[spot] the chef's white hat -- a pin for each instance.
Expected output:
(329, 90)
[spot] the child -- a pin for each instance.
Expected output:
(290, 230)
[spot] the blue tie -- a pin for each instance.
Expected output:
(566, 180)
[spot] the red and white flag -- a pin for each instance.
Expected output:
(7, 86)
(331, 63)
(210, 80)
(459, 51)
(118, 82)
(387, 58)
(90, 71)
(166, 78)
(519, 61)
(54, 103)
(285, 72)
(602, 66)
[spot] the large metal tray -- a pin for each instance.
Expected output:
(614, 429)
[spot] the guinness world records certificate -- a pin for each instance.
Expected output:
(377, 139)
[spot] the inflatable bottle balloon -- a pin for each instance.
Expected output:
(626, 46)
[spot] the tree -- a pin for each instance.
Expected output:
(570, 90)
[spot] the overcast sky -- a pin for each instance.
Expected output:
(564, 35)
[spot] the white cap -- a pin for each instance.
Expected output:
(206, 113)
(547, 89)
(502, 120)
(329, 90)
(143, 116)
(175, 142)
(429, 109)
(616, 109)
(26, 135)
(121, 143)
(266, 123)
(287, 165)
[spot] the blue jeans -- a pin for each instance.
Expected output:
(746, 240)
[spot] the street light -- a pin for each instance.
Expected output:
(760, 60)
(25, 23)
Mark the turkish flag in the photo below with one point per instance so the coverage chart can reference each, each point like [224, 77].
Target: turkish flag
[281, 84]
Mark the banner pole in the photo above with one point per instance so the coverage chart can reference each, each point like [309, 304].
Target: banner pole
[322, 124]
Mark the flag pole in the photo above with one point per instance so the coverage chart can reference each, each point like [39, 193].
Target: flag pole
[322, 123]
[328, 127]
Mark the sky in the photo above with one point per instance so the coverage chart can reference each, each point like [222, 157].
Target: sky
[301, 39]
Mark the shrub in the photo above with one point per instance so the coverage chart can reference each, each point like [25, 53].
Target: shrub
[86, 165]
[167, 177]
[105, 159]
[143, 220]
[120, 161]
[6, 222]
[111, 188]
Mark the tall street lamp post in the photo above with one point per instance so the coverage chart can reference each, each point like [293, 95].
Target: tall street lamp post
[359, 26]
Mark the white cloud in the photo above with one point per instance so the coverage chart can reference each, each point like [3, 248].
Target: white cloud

====

Show me every line in the data above that includes "point".

Mark the turkish flag in the photo below with one point per instance so the coverage chart can reference each, each point like [224, 77].
Mark the banner pole in the photo above with one point per instance so the coverage chart can reference each, each point like [309, 304].
Mark the flag pole in the photo above with one point per instance so the coverage chart can reference each, each point like [39, 193].
Mark the sky in the photo above with one point per instance so the coverage chart can reference each, each point like [222, 157].
Mark the shrub in the photo above with one point per instance so the coverage chart can reference each, each point like [25, 53].
Mark the tall street lamp post in the photo above with one point per instance so the coverage chart can reference each, each point like [293, 95].
Mark the white cloud in the photo above with one point per instance so the coverage chart can reference each, each point like [3, 248].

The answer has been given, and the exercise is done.